* **LISTA DE TAREFAS**
**1)** Atualize o relato da viagem. Transcreva o trecho desde "Luxemburgo -> Portalegre" até "graus de temperatura.", inclusive, e substitua "trinta e cinco" por "quarenta".
**2)** Traduza para inglês esta frase do relato da viagem: "Os países do Norte de África continuam com as fronteiras encerradas, apenas aceitando camiões de mercadoria, o que por si só já ajudou a diminuir o tráfego nas auto-estradas francesas."
**3)** Prossiga com o relato da viagem a partir da última frase apresentada.

* **TEXTO FORNECIDO**
○ ○ ○ ○ ○ ○ ○
Luxemburgo -> Portalegre
Aqui estamos nós, dois dias e dois mil quilómetros de viagem depois, estacionados em pleno Verão nesta serra alentejana, nunca abaixo dos trinta e cinco graus de temperatura.
A viagem foi tranquila. Imaginava que não haveria tanta gente na estrada este ano, a julgar pelos comentários de outros emigrantes que tinha lido por aí. Os países do Norte de África continuam com as fronteiras encerradas, apenas aceitando camiões de mercadoria, o que por si só já ajudou a diminuir o tráfego nas auto-estradas francesas. As áreas de serviço continuaram cheias mas não tanto como nos anos anteriores e com os cuidados necessários dadas as circunstâncias. Nós arranjámos uma maneira de evitar que os miúdos se vissem em grandes aglomerados de pessoas (uma sanita portátil, pessoas, a melhor invenção para quem tem de viajar em tempo de pandemia!) e com isso reduzimos as hipóteses de eles se esfregarem em paredes, de pegarem e repegarem em puxadores de portas, de tocarem em louça sanitária imunda (sim, experimentem uma área de serviço francesa em pleno Verão e depois venham trocar impressões…).
○ ○ ○ ○ ○ ○ ○
Dados guardados:
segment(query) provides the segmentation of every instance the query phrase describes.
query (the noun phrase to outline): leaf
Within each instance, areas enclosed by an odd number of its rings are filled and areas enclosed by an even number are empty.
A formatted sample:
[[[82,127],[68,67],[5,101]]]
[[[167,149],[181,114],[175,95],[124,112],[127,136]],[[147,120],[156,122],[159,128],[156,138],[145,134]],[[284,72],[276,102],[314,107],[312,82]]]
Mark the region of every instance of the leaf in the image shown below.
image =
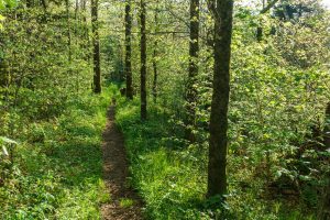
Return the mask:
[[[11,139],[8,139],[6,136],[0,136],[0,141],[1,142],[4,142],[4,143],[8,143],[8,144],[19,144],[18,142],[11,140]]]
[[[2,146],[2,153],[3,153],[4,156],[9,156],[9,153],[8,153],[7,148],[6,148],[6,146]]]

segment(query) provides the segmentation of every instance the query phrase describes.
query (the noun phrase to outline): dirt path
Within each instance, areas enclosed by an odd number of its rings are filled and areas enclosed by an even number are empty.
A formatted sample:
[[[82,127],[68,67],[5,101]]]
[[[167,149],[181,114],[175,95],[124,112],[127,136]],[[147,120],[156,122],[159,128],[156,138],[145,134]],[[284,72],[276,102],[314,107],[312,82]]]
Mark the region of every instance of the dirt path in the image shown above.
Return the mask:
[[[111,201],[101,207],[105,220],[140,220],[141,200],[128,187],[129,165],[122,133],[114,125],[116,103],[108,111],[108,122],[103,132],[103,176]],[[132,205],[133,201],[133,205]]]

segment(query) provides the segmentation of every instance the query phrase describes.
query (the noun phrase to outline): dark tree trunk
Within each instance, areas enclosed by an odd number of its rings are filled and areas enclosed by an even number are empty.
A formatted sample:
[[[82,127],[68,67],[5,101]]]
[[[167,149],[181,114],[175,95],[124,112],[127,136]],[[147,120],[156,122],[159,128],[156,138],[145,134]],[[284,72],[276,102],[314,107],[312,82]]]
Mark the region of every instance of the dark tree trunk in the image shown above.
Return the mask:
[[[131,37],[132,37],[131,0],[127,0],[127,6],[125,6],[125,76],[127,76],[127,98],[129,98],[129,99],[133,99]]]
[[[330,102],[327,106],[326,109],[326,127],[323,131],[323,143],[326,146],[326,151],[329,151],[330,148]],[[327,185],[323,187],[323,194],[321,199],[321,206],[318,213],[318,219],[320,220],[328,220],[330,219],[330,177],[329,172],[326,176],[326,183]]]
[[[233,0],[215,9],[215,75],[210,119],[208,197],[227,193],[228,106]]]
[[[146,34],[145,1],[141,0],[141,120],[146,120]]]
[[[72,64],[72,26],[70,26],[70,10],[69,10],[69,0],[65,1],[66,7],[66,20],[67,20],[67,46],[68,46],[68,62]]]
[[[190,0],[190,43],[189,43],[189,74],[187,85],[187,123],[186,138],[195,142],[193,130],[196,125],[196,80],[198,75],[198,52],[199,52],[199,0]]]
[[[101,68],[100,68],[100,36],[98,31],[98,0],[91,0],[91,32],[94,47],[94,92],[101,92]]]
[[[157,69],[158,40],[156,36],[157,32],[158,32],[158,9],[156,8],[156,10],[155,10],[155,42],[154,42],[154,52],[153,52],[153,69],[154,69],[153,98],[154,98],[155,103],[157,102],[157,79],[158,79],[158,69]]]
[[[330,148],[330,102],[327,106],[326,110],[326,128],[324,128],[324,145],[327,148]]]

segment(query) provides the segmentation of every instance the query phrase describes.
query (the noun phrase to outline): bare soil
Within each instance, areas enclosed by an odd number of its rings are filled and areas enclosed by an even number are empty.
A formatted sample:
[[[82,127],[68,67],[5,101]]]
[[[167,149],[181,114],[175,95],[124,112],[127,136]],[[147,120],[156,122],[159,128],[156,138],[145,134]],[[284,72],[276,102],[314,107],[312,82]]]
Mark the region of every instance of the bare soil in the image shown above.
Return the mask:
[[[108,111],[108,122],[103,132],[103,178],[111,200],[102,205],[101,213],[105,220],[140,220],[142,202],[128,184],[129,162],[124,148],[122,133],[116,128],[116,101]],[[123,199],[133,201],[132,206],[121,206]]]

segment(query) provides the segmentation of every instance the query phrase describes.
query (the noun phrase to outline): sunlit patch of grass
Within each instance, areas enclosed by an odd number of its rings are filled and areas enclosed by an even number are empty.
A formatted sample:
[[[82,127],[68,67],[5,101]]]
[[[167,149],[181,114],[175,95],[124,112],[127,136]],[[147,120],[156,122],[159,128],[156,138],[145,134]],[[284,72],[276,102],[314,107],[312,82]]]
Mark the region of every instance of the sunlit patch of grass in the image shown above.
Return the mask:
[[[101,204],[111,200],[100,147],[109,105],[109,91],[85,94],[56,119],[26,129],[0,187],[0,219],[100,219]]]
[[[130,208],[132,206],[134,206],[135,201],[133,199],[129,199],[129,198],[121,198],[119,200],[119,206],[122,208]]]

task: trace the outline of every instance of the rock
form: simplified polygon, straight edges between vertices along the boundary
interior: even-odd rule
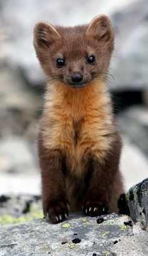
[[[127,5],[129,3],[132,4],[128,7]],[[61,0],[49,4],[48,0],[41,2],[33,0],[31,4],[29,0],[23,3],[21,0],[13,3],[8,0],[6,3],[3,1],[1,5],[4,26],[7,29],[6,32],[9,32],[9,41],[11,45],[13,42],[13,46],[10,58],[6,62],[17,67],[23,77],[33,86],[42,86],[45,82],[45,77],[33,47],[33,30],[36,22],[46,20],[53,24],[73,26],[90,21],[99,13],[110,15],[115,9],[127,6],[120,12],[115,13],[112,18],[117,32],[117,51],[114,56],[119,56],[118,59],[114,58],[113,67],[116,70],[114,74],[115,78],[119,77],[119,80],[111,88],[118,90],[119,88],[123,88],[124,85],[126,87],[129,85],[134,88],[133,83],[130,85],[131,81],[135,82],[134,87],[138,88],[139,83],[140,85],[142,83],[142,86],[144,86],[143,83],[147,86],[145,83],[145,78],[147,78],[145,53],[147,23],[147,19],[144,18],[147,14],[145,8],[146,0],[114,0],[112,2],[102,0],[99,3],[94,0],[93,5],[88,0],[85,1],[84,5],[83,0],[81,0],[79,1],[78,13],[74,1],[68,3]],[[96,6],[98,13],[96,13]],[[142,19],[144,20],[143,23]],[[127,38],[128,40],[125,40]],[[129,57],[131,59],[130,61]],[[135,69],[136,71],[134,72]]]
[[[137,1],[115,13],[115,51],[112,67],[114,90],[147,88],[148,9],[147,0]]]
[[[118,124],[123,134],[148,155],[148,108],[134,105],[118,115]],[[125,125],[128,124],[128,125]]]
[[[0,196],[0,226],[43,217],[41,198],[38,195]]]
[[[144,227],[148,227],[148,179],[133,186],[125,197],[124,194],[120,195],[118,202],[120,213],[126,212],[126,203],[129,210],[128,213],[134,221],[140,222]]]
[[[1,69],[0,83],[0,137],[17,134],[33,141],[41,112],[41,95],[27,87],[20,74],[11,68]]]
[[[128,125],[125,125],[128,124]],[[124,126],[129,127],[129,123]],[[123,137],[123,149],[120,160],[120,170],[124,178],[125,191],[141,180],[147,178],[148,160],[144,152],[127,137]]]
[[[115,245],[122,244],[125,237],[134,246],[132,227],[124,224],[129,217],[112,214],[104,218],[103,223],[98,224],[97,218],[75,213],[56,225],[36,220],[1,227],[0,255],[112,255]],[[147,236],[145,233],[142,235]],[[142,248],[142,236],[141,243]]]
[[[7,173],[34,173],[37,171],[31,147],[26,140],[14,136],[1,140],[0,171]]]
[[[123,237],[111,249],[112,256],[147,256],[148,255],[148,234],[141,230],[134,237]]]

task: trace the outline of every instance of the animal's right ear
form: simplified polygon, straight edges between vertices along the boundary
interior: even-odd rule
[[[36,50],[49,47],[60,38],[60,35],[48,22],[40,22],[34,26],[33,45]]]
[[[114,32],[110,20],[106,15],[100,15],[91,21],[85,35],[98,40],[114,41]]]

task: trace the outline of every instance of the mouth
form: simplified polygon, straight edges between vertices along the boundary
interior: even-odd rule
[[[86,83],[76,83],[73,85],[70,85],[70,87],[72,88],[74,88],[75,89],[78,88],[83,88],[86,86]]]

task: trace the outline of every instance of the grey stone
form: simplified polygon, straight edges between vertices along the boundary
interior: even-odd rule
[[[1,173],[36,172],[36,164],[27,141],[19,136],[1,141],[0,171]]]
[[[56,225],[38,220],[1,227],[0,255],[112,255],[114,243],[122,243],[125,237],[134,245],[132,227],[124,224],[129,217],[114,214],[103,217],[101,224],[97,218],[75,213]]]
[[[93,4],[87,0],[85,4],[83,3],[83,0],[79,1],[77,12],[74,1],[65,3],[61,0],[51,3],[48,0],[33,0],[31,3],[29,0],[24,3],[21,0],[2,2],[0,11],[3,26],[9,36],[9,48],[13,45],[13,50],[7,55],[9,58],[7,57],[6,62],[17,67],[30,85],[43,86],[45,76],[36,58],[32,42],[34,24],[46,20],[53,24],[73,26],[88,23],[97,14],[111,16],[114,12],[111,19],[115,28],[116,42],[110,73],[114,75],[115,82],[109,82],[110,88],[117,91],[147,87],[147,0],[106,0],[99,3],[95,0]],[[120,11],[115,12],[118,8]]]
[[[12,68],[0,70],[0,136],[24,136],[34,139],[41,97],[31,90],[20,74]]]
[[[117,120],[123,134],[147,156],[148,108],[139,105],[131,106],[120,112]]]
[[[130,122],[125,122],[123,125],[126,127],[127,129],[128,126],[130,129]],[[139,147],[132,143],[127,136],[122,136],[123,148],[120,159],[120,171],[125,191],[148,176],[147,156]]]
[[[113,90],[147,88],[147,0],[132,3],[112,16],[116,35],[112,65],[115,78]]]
○ ○ ○ ○ ○ ○ ○
* **RESPOSTAS POR TAREFA**
**1)**
Luxemburgo -> Portalegre
Aqui estamos nós, dois dias e dois mil quilómetros de viagem depois, estacionados em pleno Verão nesta serra alentejana, nunca abaixo dos quarenta graus de temperatura.

**2)** The countries of North Africa still have their borders closed, accepting only freight trucks, which in itself has already helped reduce traffic on the French highways.

**3)**
Certamente que este ano também há muita gente a trocar a habitual viagem de avião por uma viagem de carro mas pareceu-me que muita gente preferiu simplesmente evitar grandes deslocações. Não foi uma viagem totalmente pacífica porque (claro!) os miúdos aborrecem-se de tantas horas no carro e às tantas já estão a gritar que querem tirar o cinto e sair do carro, ignorando que estamos a viajar a mais de 120km por hora. Mas não existiram engarrafamentos excessivos (há sempre um ou outro, causados por acidentes que se evaporam no ar quanto chegamos à zona em que aconteceram…) e fizemos Espanha com a largueza e tranquilidade de sempre: estradas quase sempre vazias, o ocasional carro de emigrante a tentar chegar a Vilar Formoso antes do almoço, a paisagem seca e desoladora do interior do país, um bafo insuportável de quente e seco.
Chegados a Portalegre, foi altura de aceitar que vamos suar constantemente e que as roupas coladas ao corpo serão (aqui sim) o novo normal. Nem a noite arrefeceu nada que se visse e, pela primeira vez, suei durante a noite como nos bons velhos tempos em que o meu Verão era sempre isto e em que nem ar condicionado tínhamos em casa. O céu estava cinzento com tanto calor, nada daquele azul alentejano com que sonho tantas vezes.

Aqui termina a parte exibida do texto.